Begin EXERCISE INPUT
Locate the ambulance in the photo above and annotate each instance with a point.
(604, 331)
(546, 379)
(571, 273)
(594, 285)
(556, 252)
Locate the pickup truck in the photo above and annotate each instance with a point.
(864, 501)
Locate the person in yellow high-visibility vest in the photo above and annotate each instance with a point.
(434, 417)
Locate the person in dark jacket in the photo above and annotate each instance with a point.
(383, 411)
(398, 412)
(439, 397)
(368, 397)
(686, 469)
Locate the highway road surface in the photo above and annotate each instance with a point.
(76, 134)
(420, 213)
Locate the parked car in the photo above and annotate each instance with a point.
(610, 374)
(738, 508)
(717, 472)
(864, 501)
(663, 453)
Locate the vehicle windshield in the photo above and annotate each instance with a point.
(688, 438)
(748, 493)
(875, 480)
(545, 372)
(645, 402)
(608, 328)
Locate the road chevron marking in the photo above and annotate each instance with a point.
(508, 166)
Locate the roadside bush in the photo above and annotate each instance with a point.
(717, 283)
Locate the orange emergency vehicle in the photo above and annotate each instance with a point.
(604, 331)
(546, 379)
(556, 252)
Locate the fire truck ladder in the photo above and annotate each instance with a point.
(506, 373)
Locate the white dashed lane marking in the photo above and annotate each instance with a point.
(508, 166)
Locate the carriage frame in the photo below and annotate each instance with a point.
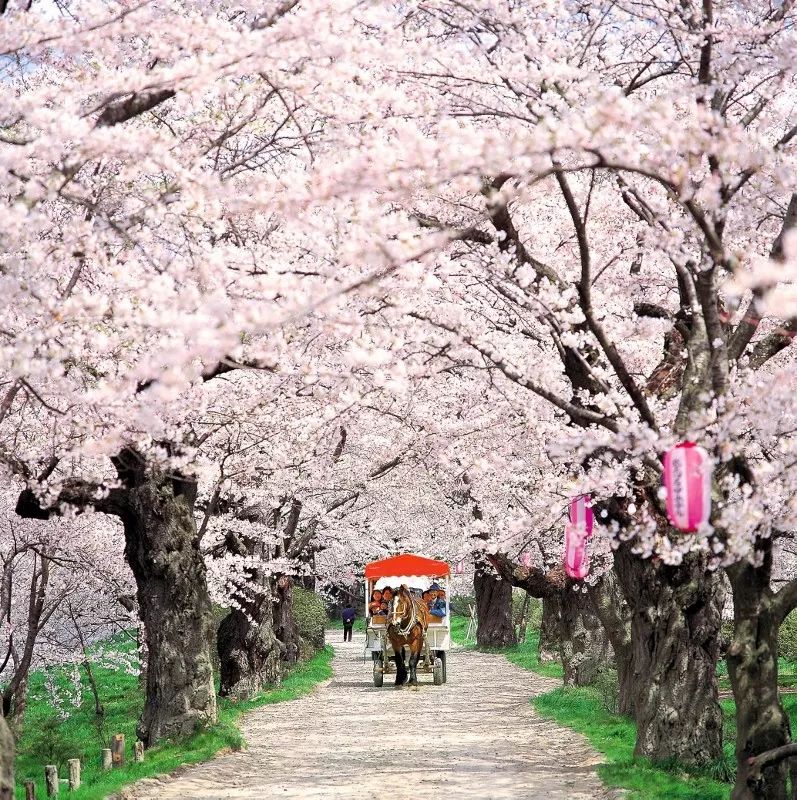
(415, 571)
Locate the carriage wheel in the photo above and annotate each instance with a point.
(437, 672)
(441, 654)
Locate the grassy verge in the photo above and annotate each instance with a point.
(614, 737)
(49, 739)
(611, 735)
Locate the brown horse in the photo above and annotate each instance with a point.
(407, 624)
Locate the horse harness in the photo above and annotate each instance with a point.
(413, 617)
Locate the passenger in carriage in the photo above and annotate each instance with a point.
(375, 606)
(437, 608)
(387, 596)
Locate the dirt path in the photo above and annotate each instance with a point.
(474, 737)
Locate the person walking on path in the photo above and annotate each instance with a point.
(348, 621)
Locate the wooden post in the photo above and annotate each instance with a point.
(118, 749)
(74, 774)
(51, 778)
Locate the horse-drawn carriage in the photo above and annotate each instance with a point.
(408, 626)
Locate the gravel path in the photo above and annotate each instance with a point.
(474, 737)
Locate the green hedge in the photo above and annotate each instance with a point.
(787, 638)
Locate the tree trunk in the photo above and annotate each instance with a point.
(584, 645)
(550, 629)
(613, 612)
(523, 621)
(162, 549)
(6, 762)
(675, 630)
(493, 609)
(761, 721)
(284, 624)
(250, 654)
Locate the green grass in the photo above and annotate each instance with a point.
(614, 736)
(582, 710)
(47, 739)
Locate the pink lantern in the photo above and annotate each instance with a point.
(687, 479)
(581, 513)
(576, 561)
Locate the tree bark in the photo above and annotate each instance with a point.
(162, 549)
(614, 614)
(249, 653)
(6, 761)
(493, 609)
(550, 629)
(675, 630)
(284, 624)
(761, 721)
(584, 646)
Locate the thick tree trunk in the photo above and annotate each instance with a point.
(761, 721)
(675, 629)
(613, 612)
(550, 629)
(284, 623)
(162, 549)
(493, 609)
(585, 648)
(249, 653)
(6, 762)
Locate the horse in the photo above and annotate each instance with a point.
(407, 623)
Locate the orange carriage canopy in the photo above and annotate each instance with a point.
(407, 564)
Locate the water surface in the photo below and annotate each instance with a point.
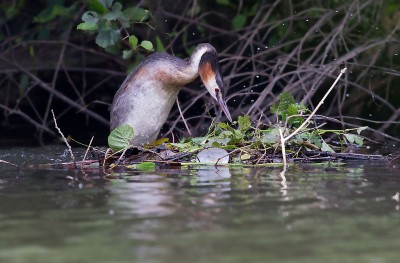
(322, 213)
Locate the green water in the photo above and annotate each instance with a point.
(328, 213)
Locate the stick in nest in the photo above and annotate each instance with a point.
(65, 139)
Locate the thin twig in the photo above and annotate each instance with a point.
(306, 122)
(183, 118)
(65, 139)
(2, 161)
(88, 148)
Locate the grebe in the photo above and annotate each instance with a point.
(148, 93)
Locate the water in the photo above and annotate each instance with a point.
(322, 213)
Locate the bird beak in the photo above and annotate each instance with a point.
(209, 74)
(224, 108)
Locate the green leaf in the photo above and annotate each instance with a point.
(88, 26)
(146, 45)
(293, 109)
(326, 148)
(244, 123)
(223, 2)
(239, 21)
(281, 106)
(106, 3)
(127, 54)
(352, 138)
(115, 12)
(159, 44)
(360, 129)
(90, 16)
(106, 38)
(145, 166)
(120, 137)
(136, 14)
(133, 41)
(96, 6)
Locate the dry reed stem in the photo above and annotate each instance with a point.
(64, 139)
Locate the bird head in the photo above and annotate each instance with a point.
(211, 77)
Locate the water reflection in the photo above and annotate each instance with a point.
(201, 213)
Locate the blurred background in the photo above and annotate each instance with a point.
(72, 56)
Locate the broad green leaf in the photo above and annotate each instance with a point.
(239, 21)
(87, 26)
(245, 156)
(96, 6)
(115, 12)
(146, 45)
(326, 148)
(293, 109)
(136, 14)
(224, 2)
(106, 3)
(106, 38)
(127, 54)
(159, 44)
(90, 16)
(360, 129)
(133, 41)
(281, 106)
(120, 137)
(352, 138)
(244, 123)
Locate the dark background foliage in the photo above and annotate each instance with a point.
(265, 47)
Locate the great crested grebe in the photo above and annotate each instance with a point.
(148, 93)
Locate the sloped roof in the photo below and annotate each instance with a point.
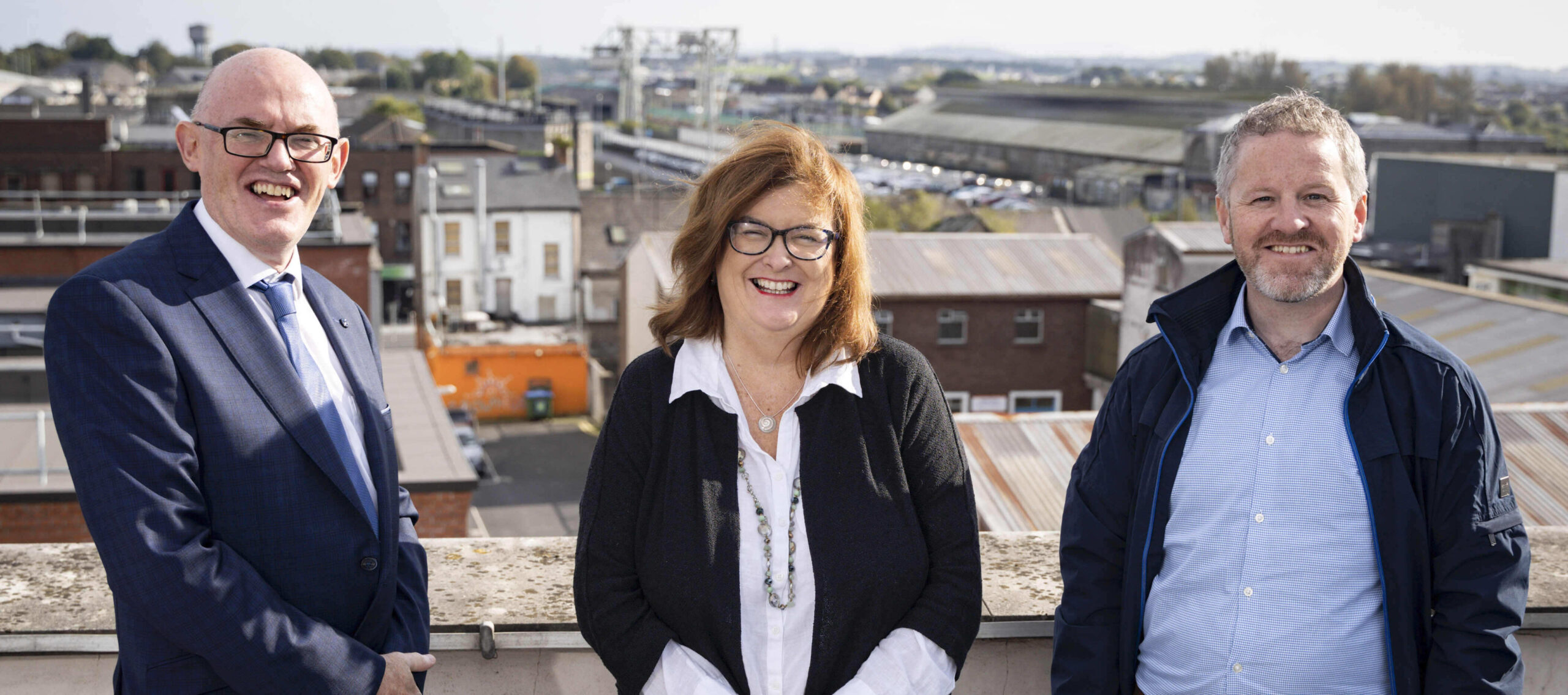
End EXERCISE INPUT
(BRIEF)
Copy out the records above in full, exactly as written, but not the pictures.

(RESULT)
Locate the ambulance in the photo above and annotate each instance with a point.
(604, 331)
(546, 379)
(571, 273)
(594, 285)
(556, 252)
Locate the pickup truck in the photo above and annotate each instance with a point.
(864, 501)
Locate the person in yellow high-visibility vest in the photo above and annotate each instance with a point.
(434, 417)
Locate the person in dark jacket in the photo above and annotate each instance with a point.
(383, 411)
(398, 412)
(439, 397)
(368, 397)
(686, 469)
Locate the highway road surface in the photo above and annotate each instance with a point.
(76, 134)
(420, 213)
Locate the parked car in the photo above and annotate each instance with a point.
(610, 374)
(738, 508)
(717, 472)
(864, 501)
(663, 453)
Locate the vehicle windshield in the photo above and annotate each instance with a point.
(688, 438)
(748, 493)
(875, 480)
(545, 372)
(645, 402)
(608, 328)
Locate the road chevron marking in the photo above and annotate each instance with a point.
(508, 166)
Locate the roadside bush in the photo above and annotate each instance with a point.
(717, 283)
Locate the orange emergency vehicle in the photo above and annotate each instance with a point.
(604, 331)
(546, 379)
(556, 252)
Locate the fire truck ladder in the photo above and annotate each instance with a point.
(506, 373)
Locate the white dashed lane marking in the photo above and annotate each instance with a point.
(508, 166)
Locate the carriage frame in the photo below and annotate each instance with a point.
(415, 571)
Locate the carriage wheel in the photo above and annotate each instance with a point.
(437, 672)
(441, 654)
Locate the grassy verge in the photo above and annotate each instance with a point.
(614, 737)
(49, 739)
(611, 735)
Locate the brown horse in the photo above and annotate each instance with a point.
(407, 624)
Locate the horse harness in the photo above and annotate each instance with a point.
(413, 617)
Locate the passenger in carriage in the photo above and annotate each instance with a point.
(375, 606)
(437, 608)
(387, 596)
Locate the dirt path in the photo above and annotate each instance with a point.
(474, 737)
Locate the person walking on path in the photo above and annotate each instance with a point.
(348, 621)
Locate the wooden post in the photo above and annotate each instance with a point.
(118, 749)
(74, 774)
(51, 778)
Locate the horse-drawn carriage in the photo above and annotate each instance with a point.
(408, 626)
Locate the gravel path in the photo above and annotate each instance with a point.
(474, 737)
Locate the green hedge in the photo above and annotate each instance with a point.
(787, 638)
Locate the tree trunk in the photo above and annotate each instance with a point.
(584, 645)
(550, 629)
(613, 612)
(523, 621)
(162, 549)
(6, 762)
(675, 630)
(493, 609)
(761, 721)
(284, 624)
(250, 654)
Locate the green grass in the photo above and annotate each instance with a point.
(614, 736)
(582, 710)
(47, 739)
Locate the pink lantern in the photo above and annotate each instance with a point.
(687, 479)
(581, 513)
(576, 561)
Locate the tree bark in the photo above and annotate each instance with a point.
(162, 549)
(614, 614)
(249, 653)
(6, 761)
(493, 609)
(550, 629)
(675, 630)
(284, 624)
(761, 721)
(584, 646)
Locate the thick tree trunk in the photo above and annotate each instance with a point.
(761, 721)
(675, 629)
(613, 612)
(550, 629)
(284, 623)
(162, 549)
(493, 609)
(585, 648)
(249, 653)
(6, 762)
Locate the horse in the photo above and annotate each instance with a point.
(407, 623)
Locate the orange carriage canopy in the photo above and annotate each instance with a point.
(407, 564)
Locate the water surface in the photo below and annotate each instance with a point.
(322, 213)
Locate the green water in the photo above and annotate each instance with a point.
(328, 213)
Locate the stick in nest in the photo above and annotate each instance with a point.
(65, 139)
Locate the thin twig in the photo above and annotate each instance with a point.
(306, 122)
(183, 118)
(65, 139)
(2, 161)
(88, 148)
Locate the grebe in the photo above and annotate each instance with a point.
(148, 93)
Locate the water in the photo above and annotate each instance with a point.
(322, 213)
Locate the bird beak in the photo above and annotate each instance with a point.
(209, 74)
(224, 108)
Locate the green leaf in the photo above and annotate each instance with a point.
(88, 26)
(146, 45)
(293, 109)
(326, 148)
(244, 123)
(223, 2)
(239, 21)
(281, 106)
(106, 3)
(127, 54)
(352, 138)
(115, 12)
(159, 44)
(360, 129)
(90, 16)
(106, 38)
(145, 166)
(120, 137)
(136, 14)
(133, 41)
(96, 6)
Locate the dry reed stem in the photo above and annotate each instance with a point.
(64, 139)
Locate the bird head in the photo above and annotate each instance with a point.
(211, 77)
Locate the water reflection in the photo above and annotate each instance with a point.
(201, 213)
Locate the blurred background in the photo above and annotate each instance with a point.
(72, 56)
Locate the broad green leaf in the photo above and annotate each instance with a point.
(239, 21)
(87, 26)
(245, 156)
(96, 6)
(115, 12)
(146, 45)
(326, 148)
(293, 109)
(136, 14)
(224, 2)
(106, 3)
(106, 38)
(127, 54)
(159, 44)
(90, 16)
(360, 129)
(133, 41)
(281, 106)
(120, 137)
(352, 138)
(244, 123)
Locate the dark background foliage in the photo above and annotate each instance with a point.
(265, 47)
Locate the great crested grebe in the photo above and annotate each instance with a point.
(148, 93)
Locate the sloped roof in the photo below and annotate each instance with a point.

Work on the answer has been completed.